Soal Latihan:
a) Siapakah Pierre Conesa menurut kutipan teks mengenai perluasan NATO?
b) Teruskan kutipan teks mengenai perluasan keanggotaan NATO, dimulai setelah kalimat terakhirnya.

Kutipan Teks:
▬▬▬▬▬▬▬▬▬▬

Jenewa (ANTARA) - Upaya untuk memperluas keanggotaan Pakta Pertahanan Atlantik Utara (North Atlantic Treaty Organization/NATO) hingga mencakup Ukraina, yang dianggap sebagai ancaman keamanan oleh Rusia, telah lama ditentang oleh Prancis dan Jerman.

Sementara itu, Finlandia dan Swedia berencana bergabung dengan NATO.

Semua perkembangan ini berkontribusi terhadap terlewatnya peluang untuk mengajukan arsitektur keamanan Eropa yang inklusif kepada Rusia, dan menurut Pierre Conesa, mantan pejabat senior Kementerian Pertahanan Prancis, itulah sumber dari "krisis Ukraina" yang sedang terjadi.

Dalam wawancara dengan Xinhua baru-baru ini, dia mengatakan konsekuensi dari semua ini dirasakan secara lebih kuat oleh Eropa dibandingkan Amerika Serikat (AS). Para diplomat dan pengambil keputusan politik juga harus memperhatikan kebutuhan untuk menjaga dialog dengan Rusia, yang masih menjadi mitra penting, ujarnya.

▬▬▬▬▬▬▬▬▬▬

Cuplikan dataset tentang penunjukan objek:
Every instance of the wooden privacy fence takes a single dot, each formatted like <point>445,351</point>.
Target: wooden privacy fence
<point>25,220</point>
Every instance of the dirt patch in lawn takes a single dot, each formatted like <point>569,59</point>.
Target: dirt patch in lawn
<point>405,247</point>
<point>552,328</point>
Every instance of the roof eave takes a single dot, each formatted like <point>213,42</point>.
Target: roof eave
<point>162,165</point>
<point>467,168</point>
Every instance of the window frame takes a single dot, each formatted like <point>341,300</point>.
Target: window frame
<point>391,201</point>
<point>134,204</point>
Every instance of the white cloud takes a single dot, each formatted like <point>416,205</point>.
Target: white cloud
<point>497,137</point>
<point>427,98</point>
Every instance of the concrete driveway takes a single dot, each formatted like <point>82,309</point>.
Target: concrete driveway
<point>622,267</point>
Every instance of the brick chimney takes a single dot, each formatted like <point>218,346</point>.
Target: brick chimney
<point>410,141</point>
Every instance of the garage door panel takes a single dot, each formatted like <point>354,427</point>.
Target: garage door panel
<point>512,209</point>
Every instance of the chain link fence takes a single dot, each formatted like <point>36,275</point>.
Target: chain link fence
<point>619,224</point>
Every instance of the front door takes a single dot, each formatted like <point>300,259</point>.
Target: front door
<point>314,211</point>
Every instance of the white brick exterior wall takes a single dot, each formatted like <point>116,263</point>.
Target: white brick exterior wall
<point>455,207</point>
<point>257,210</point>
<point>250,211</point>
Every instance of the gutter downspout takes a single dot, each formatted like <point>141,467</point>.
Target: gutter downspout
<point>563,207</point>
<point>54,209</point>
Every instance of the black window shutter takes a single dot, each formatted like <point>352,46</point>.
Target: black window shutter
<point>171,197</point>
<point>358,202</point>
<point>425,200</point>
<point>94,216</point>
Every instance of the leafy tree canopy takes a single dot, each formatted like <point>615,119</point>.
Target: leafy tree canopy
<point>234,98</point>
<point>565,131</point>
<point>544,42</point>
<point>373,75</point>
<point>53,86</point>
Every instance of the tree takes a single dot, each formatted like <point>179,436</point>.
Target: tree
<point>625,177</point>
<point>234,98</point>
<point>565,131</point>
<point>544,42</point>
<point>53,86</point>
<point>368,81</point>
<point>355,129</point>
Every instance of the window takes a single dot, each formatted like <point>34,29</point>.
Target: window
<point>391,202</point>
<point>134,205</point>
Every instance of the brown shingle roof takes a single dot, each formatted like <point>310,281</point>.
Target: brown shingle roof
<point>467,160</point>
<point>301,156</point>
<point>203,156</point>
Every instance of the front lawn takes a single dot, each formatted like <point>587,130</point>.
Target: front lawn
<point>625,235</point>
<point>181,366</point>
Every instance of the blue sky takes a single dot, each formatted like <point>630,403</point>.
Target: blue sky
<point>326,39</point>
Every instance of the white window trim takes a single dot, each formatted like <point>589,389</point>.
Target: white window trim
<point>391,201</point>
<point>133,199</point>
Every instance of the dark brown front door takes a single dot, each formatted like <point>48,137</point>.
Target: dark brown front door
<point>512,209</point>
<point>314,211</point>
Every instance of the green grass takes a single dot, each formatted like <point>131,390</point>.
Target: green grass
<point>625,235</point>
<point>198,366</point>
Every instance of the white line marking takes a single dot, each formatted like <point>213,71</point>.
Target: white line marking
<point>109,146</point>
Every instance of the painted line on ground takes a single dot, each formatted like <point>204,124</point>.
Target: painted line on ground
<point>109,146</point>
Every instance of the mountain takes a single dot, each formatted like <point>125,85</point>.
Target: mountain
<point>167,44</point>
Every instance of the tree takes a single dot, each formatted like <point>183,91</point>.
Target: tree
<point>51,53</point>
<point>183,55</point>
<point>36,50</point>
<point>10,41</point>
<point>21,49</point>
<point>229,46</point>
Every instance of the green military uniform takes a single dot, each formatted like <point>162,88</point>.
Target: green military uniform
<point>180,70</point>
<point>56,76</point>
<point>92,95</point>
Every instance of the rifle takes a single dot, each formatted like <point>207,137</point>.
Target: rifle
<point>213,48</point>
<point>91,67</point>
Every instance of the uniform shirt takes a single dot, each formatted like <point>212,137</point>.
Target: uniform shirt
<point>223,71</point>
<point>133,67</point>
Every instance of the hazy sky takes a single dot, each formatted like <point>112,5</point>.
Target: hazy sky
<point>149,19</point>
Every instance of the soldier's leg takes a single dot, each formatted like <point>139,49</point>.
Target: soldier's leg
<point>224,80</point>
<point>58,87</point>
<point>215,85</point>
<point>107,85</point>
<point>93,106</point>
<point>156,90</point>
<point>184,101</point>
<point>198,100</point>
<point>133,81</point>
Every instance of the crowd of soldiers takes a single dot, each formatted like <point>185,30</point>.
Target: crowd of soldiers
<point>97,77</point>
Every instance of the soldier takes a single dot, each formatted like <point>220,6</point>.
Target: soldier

▬▬▬▬▬▬▬▬▬▬

Jawaban Tiap Soal:
a) Mantan pejabat senior Kementerian Pertahanan Prancis.

b)
 
Para staf bekerja di kantor pusat NATO di Brussel, Belgia, pada 24 Maret 2022. (Xinhua/Zheng Huansong)Sejumlah orang yang membawa foto kerabat mereka yang berjuang dalam Perang Dunia II ambil bagian dalam pawai Resimen Abadi di Moskow, Rusia, pada 9 Mei 2022. (Xinhua/Alexander Zemlianichenko Jr)


Ekspansi NATO

Jika Finlandia dan Swedia bergabung dengan aliansi militer itu, yang disebut oleh kedua negara sebagai hal yang hendak mereka lakukan, hal itu akan mengakhiri kebijakan militer tidak berpihak yang sudah lama mereka terapkan.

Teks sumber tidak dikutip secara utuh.